→ **To be done**
A: In the news report on Mali's junta, which body appoints the parliament speaker as interim president under the accord?
B: Continue the news report on Mali's junta from the point where it stops.

---------- Text ----------

Renegade Malian soldiers appear on television at the ORTM television studio in Bamako in this March 22, 2012 still image taken from video. REUTERS/Mali TV via Reuters TV

By Bate Felix and Adam Diarra

BAMAKO (Reuters) – Mali’s two-week-old junta

agreed on Friday to hand over rule to civilians in return for the end of sanctions by worried neighbours who had threatened

to strangle the economy of the West African country.

The accord between leaders of a March 22 coup and regional mediators came

the day Tuareg rebels declared the independence of the northern half of Mali they seized in a lightning advance earlier this

week – a secession bid shunned by the world.

The exit of the junta has been a precondition for countries of the

15-state West African bloc ECOWAS to step in to help resolve a crisis in what had been one of the region’s most stable

democracies, possibly by the use of military force.

“The parliament speaker is appointed by the Constitutional Court

as interim president,” read the five-page document signed by the mediators and Captain Amadou Sanogo, the hitherto obscure

officer behind last month’s coup.

“With the signing of this accord, the current president of ECOWAS will take the

necessary steps to lift the sanctions imposed on Mali,” it said of a crippling border closure, the suspension of its account

at the regional central bank, and travel bans and asset freezes on junta members.

The accord did not say when Sanogo

would step down to allow the swearing-in of parliament speaker Diouncounda Traore and acknowledged that holding elections

within the 40 days set out by the constitution would be impossible in the circumstances.

“It will be necessary to

organise a political transition leading to free, democratic and transparent elections across the whole of the territory,” it

said. The only reference in the document to ousted President Amadou Toumani Touri, who is still in hiding, was that he would

officially resign.

“PALACE OF AZAWAD”

When an election will be possible is hard to say after desert Tuaregs

earlier proclaimed independence for what they call the state of Azawad, the northern zone they seized while the southern

capital Bamako was distracted by the coup.

The nomads have nurtured the dream of a Saharan homeland since Mali’s

independence in 1960 but neighbours fear the creation of a new state could encourage separatists elsewhere.

---------- Given information ----------

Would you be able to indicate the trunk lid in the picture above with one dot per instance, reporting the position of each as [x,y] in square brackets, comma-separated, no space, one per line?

----------
---------- Given information ----------

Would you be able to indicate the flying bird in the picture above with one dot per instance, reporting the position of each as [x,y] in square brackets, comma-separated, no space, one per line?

----------
---------- Given information ----------

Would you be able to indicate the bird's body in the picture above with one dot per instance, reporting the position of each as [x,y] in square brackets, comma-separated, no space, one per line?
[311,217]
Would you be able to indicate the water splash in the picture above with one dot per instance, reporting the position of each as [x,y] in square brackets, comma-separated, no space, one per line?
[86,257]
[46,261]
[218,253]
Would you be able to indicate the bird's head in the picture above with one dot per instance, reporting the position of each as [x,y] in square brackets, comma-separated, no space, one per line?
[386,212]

----------

→ **Task-by-task answers**
A: The Constitutional Court.

B:
Moreover,

the presence within the rebellion of Islamists with ties to al Qaeda has sparked wider fears of the emergence of a new rogue

state threatening global security.

“The Executive Committee of the MNLA calls on the entire international community to

immediately recognise, in a spirit of justice and peace, the independent state of Azawad,” Billal Ag Acherif,

secretary-general of the Tuareg-led MNLA rebel group said on its www.mnlamov.net home page.

The territory claimed as

Azawad roughly corresponds to the three northern regions of Mali which make up a zone larger than France. The term is thought

to have linguistic links to the dried up Azawagh tributary of the giant Niger river which snakes through West Africa from

Guinea to Nigeria.

The statement listed decades of Tuareg grievances over their treatment by governments dominated by

black southerners in the distant capital Bamako. It said the group recognised all borders with neighbouring states and

pledged to create a democratic state based on the principles of the United Nations charter.

Reuters Television

pictures from the northern town of Gao taken hours before the overnight declaration showed MNLA soldiers celebrating in the

local governor’s residence, decked with an MNLA flag and re-christened “The Palace of Azawad”.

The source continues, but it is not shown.